- WHAT IS EXPECTED
Each line below with the word "largest" needs to be copied.

Region pointing data:

*** Block opens ***

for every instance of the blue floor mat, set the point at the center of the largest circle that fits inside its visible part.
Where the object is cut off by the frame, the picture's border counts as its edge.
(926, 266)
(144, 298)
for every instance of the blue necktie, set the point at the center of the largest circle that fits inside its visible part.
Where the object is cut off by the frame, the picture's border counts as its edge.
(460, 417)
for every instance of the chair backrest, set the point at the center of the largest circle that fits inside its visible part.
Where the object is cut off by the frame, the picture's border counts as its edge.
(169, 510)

*** Block closes ***

- EXERCISE SOLUTION
for every instance of the blue floor mat, set the point at the center of the largest circle that fits inside its visible part.
for every instance of the blue necktie, set the point at the center of the largest circle that fits inside its visible part.
for every instance of the chair backrest, set the point at the center of the largest circle that fits inside its visible part.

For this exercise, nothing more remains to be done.